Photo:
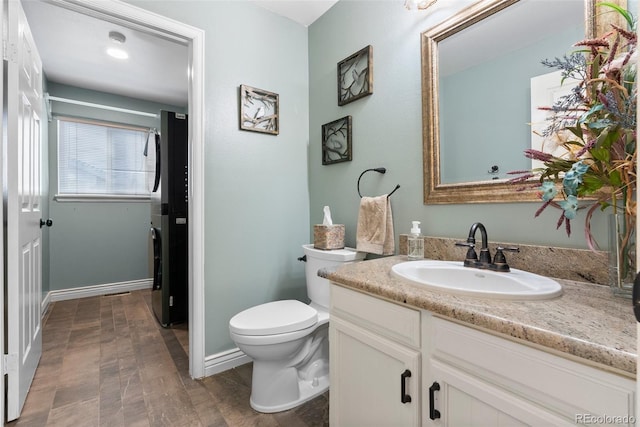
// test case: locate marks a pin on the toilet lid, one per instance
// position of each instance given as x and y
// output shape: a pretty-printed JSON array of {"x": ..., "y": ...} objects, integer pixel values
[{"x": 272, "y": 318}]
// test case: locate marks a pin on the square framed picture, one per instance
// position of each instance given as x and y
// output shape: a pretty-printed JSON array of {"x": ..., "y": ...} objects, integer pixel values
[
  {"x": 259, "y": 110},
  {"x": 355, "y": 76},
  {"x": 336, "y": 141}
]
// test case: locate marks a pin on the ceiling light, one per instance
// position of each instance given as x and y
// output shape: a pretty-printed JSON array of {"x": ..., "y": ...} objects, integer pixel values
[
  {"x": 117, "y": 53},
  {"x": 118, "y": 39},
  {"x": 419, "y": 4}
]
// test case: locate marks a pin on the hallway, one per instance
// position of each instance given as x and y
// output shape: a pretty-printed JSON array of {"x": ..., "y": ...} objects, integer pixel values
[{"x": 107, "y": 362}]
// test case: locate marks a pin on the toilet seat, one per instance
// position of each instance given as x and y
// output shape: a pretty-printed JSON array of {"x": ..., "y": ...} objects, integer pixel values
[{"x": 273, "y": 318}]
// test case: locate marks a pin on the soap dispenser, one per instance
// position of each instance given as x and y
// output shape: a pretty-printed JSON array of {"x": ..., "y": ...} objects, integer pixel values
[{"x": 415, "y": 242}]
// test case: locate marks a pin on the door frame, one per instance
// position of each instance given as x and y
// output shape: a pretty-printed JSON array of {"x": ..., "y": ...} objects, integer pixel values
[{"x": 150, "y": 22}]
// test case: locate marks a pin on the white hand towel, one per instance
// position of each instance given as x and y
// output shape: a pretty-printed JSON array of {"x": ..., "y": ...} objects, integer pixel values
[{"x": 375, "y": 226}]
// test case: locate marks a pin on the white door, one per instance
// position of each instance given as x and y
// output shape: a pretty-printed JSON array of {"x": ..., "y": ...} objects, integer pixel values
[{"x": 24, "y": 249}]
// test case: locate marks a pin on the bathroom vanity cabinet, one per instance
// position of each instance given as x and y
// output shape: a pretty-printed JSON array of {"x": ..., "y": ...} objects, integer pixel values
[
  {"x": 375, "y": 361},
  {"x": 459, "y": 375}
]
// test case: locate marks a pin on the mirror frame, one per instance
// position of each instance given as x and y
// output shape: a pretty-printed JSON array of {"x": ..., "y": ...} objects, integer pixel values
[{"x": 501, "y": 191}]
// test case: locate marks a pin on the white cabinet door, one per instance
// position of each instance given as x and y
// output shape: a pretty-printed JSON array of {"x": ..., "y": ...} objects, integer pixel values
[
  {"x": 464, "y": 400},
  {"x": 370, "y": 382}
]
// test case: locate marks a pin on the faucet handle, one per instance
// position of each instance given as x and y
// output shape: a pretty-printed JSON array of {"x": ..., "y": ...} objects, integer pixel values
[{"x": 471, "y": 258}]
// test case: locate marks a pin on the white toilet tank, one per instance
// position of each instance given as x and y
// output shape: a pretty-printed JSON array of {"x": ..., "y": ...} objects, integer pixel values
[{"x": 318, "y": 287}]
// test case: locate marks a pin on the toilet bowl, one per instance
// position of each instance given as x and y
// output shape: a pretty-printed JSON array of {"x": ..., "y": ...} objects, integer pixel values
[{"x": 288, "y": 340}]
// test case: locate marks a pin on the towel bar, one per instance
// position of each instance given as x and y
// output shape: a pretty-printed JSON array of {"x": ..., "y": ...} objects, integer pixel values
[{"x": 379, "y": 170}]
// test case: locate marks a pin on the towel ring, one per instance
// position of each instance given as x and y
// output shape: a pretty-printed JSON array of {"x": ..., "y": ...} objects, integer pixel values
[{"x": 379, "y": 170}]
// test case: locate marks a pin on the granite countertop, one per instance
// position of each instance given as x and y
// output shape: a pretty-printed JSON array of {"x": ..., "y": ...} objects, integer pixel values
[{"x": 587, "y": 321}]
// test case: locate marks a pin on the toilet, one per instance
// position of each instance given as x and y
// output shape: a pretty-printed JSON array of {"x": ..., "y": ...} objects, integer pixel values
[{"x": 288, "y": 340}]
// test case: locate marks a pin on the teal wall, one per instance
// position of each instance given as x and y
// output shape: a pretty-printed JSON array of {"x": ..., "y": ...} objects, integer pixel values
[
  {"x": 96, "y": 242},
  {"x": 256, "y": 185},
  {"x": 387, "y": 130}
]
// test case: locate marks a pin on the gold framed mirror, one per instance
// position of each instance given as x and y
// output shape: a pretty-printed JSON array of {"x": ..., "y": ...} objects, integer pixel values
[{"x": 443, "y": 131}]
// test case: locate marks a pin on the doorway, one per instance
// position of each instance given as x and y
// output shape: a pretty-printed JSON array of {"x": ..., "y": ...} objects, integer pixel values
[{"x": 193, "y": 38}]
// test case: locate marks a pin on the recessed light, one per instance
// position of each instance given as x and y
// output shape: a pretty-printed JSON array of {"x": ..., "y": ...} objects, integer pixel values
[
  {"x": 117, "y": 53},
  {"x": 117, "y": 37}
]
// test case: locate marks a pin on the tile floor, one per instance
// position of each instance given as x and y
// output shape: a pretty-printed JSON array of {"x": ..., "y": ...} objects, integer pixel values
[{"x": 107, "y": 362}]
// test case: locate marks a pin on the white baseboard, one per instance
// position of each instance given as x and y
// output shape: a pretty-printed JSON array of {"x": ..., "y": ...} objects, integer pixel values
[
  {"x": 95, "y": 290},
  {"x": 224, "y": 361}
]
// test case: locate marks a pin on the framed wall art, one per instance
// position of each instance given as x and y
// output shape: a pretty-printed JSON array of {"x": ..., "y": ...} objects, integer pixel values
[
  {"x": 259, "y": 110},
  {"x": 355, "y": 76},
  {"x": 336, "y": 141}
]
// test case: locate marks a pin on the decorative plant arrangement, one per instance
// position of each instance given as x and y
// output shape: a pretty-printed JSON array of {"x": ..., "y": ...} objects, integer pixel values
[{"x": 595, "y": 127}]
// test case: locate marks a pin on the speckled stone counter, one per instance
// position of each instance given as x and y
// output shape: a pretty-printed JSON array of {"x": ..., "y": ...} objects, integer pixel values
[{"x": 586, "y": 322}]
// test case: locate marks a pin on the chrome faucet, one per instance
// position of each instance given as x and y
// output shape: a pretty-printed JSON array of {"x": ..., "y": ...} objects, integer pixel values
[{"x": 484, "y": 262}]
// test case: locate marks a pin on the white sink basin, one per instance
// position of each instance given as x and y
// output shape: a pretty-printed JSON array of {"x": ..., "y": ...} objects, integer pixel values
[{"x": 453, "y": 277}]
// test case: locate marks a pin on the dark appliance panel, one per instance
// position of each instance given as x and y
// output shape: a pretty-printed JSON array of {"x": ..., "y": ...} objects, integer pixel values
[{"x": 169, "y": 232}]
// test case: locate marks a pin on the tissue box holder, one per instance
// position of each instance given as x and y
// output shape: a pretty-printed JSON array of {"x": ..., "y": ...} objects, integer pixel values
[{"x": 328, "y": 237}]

__Short exercise__: Output the records above exactly; leave out the pictures.

__Finished exercise__:
Photo:
// test case: locate marks a pin on the toilet lid, one per instance
// position of each instance given as x and y
// output shape: a pretty-printed JSON array of {"x": ..., "y": ...} objects, integer pixel values
[{"x": 272, "y": 318}]
// test case: locate marks a pin on the square framed picture, one per instance
// position of each instance given as x and y
// output shape: a pretty-printed JSON array of {"x": ..., "y": ...} objects, integer pixel values
[
  {"x": 259, "y": 110},
  {"x": 355, "y": 76},
  {"x": 336, "y": 141}
]
// test case: locate marks a pin on the ceiling light, one per instance
// position of each instance given as x and y
// output shape: a pretty-printed JSON array of {"x": ..., "y": ...} objects, integer pixel values
[
  {"x": 117, "y": 53},
  {"x": 118, "y": 39},
  {"x": 419, "y": 4}
]
// test case: locate marks a pin on the hallway, one per instance
// position of each instance given as x and y
// output shape: a pretty-printed JSON array of {"x": ..., "y": ...} objects, integer pixel values
[{"x": 107, "y": 362}]
// test case: locate marks a pin on the toilet seat, one per instance
// position of each instance given as x and y
// output shape: a pretty-printed JSON array of {"x": ..., "y": ...} objects, integer pixel values
[{"x": 273, "y": 318}]
// test case: locate marks a pin on the soap dispenser, one per instance
// position of each instance given as x and y
// output shape: a pretty-printed JSON array of {"x": ..., "y": ...} objects, integer pixel values
[{"x": 415, "y": 242}]
// test case: locate marks a pin on the door frame, one per instance
// position of each instance given as x and y
// output shape: a pretty-printed JSON array of {"x": ..., "y": ...} objects, integer pixel values
[{"x": 150, "y": 22}]
// test case: locate marks a pin on the white hand towel, one per instance
// position of each instance given as x and y
// output shape: a pretty-printed JSON array of {"x": ..., "y": ...} objects, integer pixel values
[{"x": 375, "y": 226}]
// test case: locate marks a pin on the white door, one per instance
// position of each instance given as x and y
// output shape: a pretty-printed JSON array of {"x": ..., "y": ...} objects, integer pixel values
[{"x": 24, "y": 249}]
// test case: locate marks a pin on the bathroom vanity cabinet, one per instance
// position of each instance given as x and y
// output shape: a pretty-printed JSON array of {"x": ..., "y": ...} objects, integer pixel values
[
  {"x": 375, "y": 361},
  {"x": 459, "y": 375}
]
// test case: locate marks a pin on the mirror frame, one per instance
// position of each instance given as x and y
// output shape: a pretty-printed JSON array of {"x": ..., "y": ...} objects, integer pixel values
[{"x": 501, "y": 191}]
// test case: locate marks a pin on the white cabinet door, one per instance
// position of each instance given as x and y
// output shape: a pretty-printed JSON array of {"x": ..., "y": ...} objects, integer pixel values
[
  {"x": 464, "y": 400},
  {"x": 370, "y": 382}
]
// test case: locate marks a pin on the faucet handle, one per instance
// position of each instance given as x and y
// output shape: a pretty-printed JSON array of {"x": ..., "y": ...} objects, integer pixel values
[{"x": 471, "y": 258}]
// test case: locate marks a pin on the white toilet tank, one per instance
// position of each instance given as x and y
// output shape: a pretty-printed JSON array of {"x": ..., "y": ...} objects, integer pixel values
[{"x": 318, "y": 287}]
// test case: locate marks a pin on the toilet bowl, one per instance
// position of each instance given as x and y
// output shape: a pretty-printed JSON array of {"x": ..., "y": ...} objects, integer pixel values
[{"x": 288, "y": 340}]
// test case: locate marks a pin on the towel bar, one per instance
// position of each instance given as x and y
// output shape: a pretty-printed JSON array of {"x": ..., "y": ...} objects, integer pixel values
[{"x": 379, "y": 170}]
// test case: locate marks a pin on the towel ring, one per instance
// position of each instance given as x and y
// output shape: a pretty-printed JSON array of {"x": ..., "y": ...} objects, integer pixel values
[{"x": 379, "y": 170}]
// test case: locate marks a pin on the granite countertop, one per instance
// position of each instance given as x and y
// output shape: a pretty-printed JSON array of {"x": ..., "y": ...} objects, integer pixel values
[{"x": 587, "y": 321}]
// test case: locate marks a pin on the toilet, one per instance
// position of each instance given as x and y
// output shape: a pretty-printed JSON array of {"x": ..., "y": ...} objects, integer pixel values
[{"x": 288, "y": 340}]
// test case: locate marks a pin on the teal wall, one per instance
// position of each instance given as x and y
// output shape: a pretty-printed JSON array of {"x": ..., "y": ...} objects, integer pixel values
[
  {"x": 96, "y": 242},
  {"x": 256, "y": 185},
  {"x": 387, "y": 130}
]
// test case: locate marks a pin on the gold framed mirror, one per instance
// position of each instance given as x and y
// output shape: a pretty-printed JSON array of {"x": ..., "y": ...} objects, integer pixel values
[{"x": 443, "y": 131}]
// test case: locate marks a pin on the doorway, one per instance
// position of each instance given as x and y
// output shape: a pretty-printed JSON array of {"x": ..., "y": ...} objects, integer pixel values
[{"x": 193, "y": 38}]
// test case: locate marks a pin on the recessed light, one per instance
// position of each instance given as x and y
// output shape: a pretty-printed JSON array of {"x": ..., "y": ...} objects, integer pixel values
[
  {"x": 117, "y": 53},
  {"x": 117, "y": 37}
]
// test case: locate marks a pin on the tile floor, one per instance
// position of each instance given as x and y
// output shape: a pretty-printed JSON array of {"x": ..., "y": ...} objects, integer pixel values
[{"x": 107, "y": 362}]
// test case: locate marks a pin on the white baseboard, one per instance
// position of each instance given as x and y
// output shape: a pretty-printed JSON array of {"x": ..., "y": ...} objects, integer pixel values
[
  {"x": 95, "y": 290},
  {"x": 224, "y": 361}
]
// test case: locate marks a pin on the framed wall art, one per instance
// position of each instance given as x and y
// output shape: a pretty-printed JSON array of {"x": ..., "y": ...} objects, integer pixel values
[
  {"x": 259, "y": 110},
  {"x": 355, "y": 76},
  {"x": 336, "y": 141}
]
// test case: locate marks a pin on the decorative plant arrangement, one per instance
// position of each instance given as x and y
// output shape: a pretty-printed JSON array of {"x": ..., "y": ...} objects, integer pixel values
[{"x": 595, "y": 127}]
// test case: locate marks a pin on the speckled stone counter, one per instance
// position of each instance given as x and y
// output shape: a pretty-printed JSON array of {"x": ..., "y": ...} objects, integer pixel values
[{"x": 586, "y": 322}]
// test case: locate marks a pin on the chrome faucet, one per instance
// position of each instance given as x and y
// output shape: a pretty-printed JSON array of {"x": ..., "y": ...} objects, integer pixel values
[{"x": 484, "y": 262}]
// test case: locate marks a pin on the white sink basin, one per instance
// position of each instance given as x and y
// output shape: a pretty-printed JSON array of {"x": ..., "y": ...} objects, integer pixel values
[{"x": 453, "y": 277}]
// test case: locate marks a pin on the dark appliance panel, one per instance
// position of each instance given as x and y
// output shape: a pretty-printed JSON array of {"x": ..., "y": ...} objects, integer pixel values
[{"x": 169, "y": 232}]
// test case: locate marks a pin on the tissue box holder, one per instance
// position of each instance given as x and y
// output shape: a pretty-printed JSON array of {"x": ..., "y": ...} objects, integer pixel values
[{"x": 328, "y": 237}]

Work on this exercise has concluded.